### EXERCISE AIM
Reproduce all of the following material line for line, with no changes.

++++ DATA SUPPLIED ++++

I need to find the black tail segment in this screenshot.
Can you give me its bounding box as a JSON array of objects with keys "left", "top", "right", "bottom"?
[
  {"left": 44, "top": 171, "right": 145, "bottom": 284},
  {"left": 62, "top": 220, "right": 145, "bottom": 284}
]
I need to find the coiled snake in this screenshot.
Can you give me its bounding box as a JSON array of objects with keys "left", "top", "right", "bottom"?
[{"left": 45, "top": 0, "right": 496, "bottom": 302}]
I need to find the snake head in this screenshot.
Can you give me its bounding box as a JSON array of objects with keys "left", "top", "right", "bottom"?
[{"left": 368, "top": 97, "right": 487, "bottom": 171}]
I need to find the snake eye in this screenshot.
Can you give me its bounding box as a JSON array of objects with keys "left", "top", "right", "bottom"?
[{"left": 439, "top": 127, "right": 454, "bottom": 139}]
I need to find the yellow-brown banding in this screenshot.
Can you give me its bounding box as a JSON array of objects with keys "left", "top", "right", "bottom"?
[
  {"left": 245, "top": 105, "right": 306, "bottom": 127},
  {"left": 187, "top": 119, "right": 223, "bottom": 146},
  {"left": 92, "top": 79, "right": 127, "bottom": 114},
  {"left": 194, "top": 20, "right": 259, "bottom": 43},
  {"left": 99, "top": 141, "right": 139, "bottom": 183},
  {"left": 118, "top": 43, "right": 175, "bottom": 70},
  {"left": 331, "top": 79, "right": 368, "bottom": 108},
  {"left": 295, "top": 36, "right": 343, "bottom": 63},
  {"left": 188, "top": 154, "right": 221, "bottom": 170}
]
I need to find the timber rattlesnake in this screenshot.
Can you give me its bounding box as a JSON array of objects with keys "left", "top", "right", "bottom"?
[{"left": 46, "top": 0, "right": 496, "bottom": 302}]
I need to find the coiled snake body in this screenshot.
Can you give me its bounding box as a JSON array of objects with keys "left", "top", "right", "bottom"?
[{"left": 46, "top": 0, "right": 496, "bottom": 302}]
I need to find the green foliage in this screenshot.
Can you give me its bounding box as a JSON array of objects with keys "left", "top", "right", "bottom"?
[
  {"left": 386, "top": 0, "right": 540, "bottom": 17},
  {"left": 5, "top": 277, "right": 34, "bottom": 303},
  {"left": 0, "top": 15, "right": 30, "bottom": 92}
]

++++

### REPLY TO THE EXERCISE
I need to find the black tail segment in this screenshot.
Can you give me its bounding box as a JSON array of objects with keys "left", "top", "right", "bottom"?
[
  {"left": 44, "top": 171, "right": 145, "bottom": 284},
  {"left": 62, "top": 220, "right": 145, "bottom": 284}
]
I need to find the coiled snake in this screenshot.
Can you give me its bounding box as a JSON array of objects with keys "left", "top", "right", "bottom"?
[{"left": 45, "top": 0, "right": 496, "bottom": 302}]
I need to find the snake head in this screenshot.
Can you give me its bounding box as a JSON array of objects with keys "left", "top", "right", "bottom"?
[{"left": 368, "top": 97, "right": 487, "bottom": 171}]
I need to find the snake eye in this screenshot.
Can you give me its bounding box as a JSON array of objects with keys "left", "top", "right", "bottom"?
[{"left": 439, "top": 127, "right": 454, "bottom": 139}]
I need to find the yellow-brown banding in this screenshot.
Can you give me its bounding box as a JSON array of objects with keys "left", "top", "right", "bottom"?
[
  {"left": 245, "top": 105, "right": 306, "bottom": 127},
  {"left": 187, "top": 119, "right": 223, "bottom": 146},
  {"left": 92, "top": 79, "right": 127, "bottom": 114},
  {"left": 194, "top": 20, "right": 259, "bottom": 43},
  {"left": 99, "top": 141, "right": 139, "bottom": 183},
  {"left": 118, "top": 43, "right": 175, "bottom": 70},
  {"left": 331, "top": 79, "right": 368, "bottom": 108},
  {"left": 295, "top": 36, "right": 343, "bottom": 63},
  {"left": 188, "top": 154, "right": 221, "bottom": 170}
]
I need to find the timber rattlesnake in this screenshot.
Can you give me its bounding box as a JSON array of objects with keys "left", "top", "right", "bottom"?
[{"left": 46, "top": 0, "right": 496, "bottom": 302}]
I need to find the coiled snake body in this screenshot.
Can you give me its bounding box as a JSON array of objects with keys "left", "top", "right", "bottom"?
[{"left": 46, "top": 0, "right": 496, "bottom": 302}]
I need to find the green foliage in this screenshot.
Can you give me its bounding box as a JSON array of objects with keys "left", "top", "right", "bottom"?
[
  {"left": 386, "top": 0, "right": 540, "bottom": 17},
  {"left": 5, "top": 277, "right": 34, "bottom": 303},
  {"left": 0, "top": 15, "right": 30, "bottom": 92}
]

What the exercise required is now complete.